(QUELLE)
▬▬▬▬▬▬▬▬▬▬
Es gibt gesetzlich geregelte Fälle der Parteiänderung (= gesetzliche Parteiänderung), die an ein bestimmten Ereignis anknüpfen. Das Gesetz kann die Parteiänderung bei Eintritt des Ereignisses entweder direkt anordnen, sodass die Parteiänderung kraft Gesetzes stattfindet oder aber nur regeln bzw. nur die Möglichkeit einer Parteiänderung eröffnen, sodass die Parteiänderung letztlich noch vom Willen der Parteien abhängt. Neben den gesetzlich geregelten Fällen kann eine Parteiänderung ferner auch auf Wunsch der Parteien und unabhängig vom Eintritt eines bestimmten Ereignisses erfolgen (= gewillkürte Parteiänderung).

3. Wenn eine Partei stirbt, endet der Rechtsstreit (§ 239 ZPO).

Nein, das ist nicht der Fall!

Nach § 239 Abs. 1 ZPO tritt im Falle des Todes einer Partei eine Unterbrechung des Verfahrens bis zu dessen Aufnahme durch die Rechtsnachfolger ein. Für den Fall, dass eine Partei stirbt, ordnet die Norm somit neben einer Unterbrechung des Verfahrens einen gesetzlichen Parteiwechsel an. Der Parteiwechsel tritt dabei direkt mit dem Tod der Partei und unabhängig vom Willen des Rechtsnachfolgers oder der übrigen Parteien ein. Die Parteiänderung findet also kraft Gesetzes statt. Achtung: War die verstorbene Partei anwaltlich vertreten, wird das Verfahren nicht unterbrochen. Lediglich auf Antrag setzt das Gericht in diesem Fall das Verfahren aus (§§ 246, 248 ZPO), damit sich der Erbe in den Prozess einlesen kann.
▬▬▬▬▬▬▬▬▬▬
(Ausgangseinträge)
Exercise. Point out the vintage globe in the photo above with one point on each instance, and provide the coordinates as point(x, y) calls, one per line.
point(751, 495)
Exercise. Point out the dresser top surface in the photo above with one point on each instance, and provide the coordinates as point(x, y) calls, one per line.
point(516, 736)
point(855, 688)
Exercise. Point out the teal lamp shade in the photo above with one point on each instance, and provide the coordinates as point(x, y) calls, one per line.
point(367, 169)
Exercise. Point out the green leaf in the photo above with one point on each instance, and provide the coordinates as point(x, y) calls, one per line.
▬▬▬▬▬▬▬▬▬▬
(ANWEISUNG 1) Den Absatz der Quelle, der mit „Nach § 239 Abs. 1 ZPO“ beginnt, als knappe Stichpunktliste wiedergeben und dabei alle wesentlichen Fakten erhalten.
(ANWEISUNG 2) Welchen Begriff verwendet die Quelle für eine Parteiänderung, die auf Wunsch der Parteien und unabhängig vom Eintritt eines bestimmten Ereignisses erfolgt?
Die Einträge haben einen anderen Ursprung als die Quelle.

(LÖSUNG 1)
- Tod einer Partei: Unterbrechung des Verfahrens bis zur Aufnahme durch die Rechtsnachfolger (§ 239 Abs. 1 ZPO)
- Zugleich gesetzlicher Parteiwechsel: tritt direkt mit dem Tod ein, unabhängig vom Willen des Rechtsnachfolgers oder der übrigen Parteien (kraft Gesetzes)
- Ausnahme bei anwaltlicher Vertretung der verstorbenen Partei: keine Unterbrechung; Aussetzung nur auf Antrag durch das Gericht (§§ 246, 248 ZPO), damit sich der Erbe in den Prozess einlesen kann

(LÖSUNG 2) Gewillkürte Parteiänderung.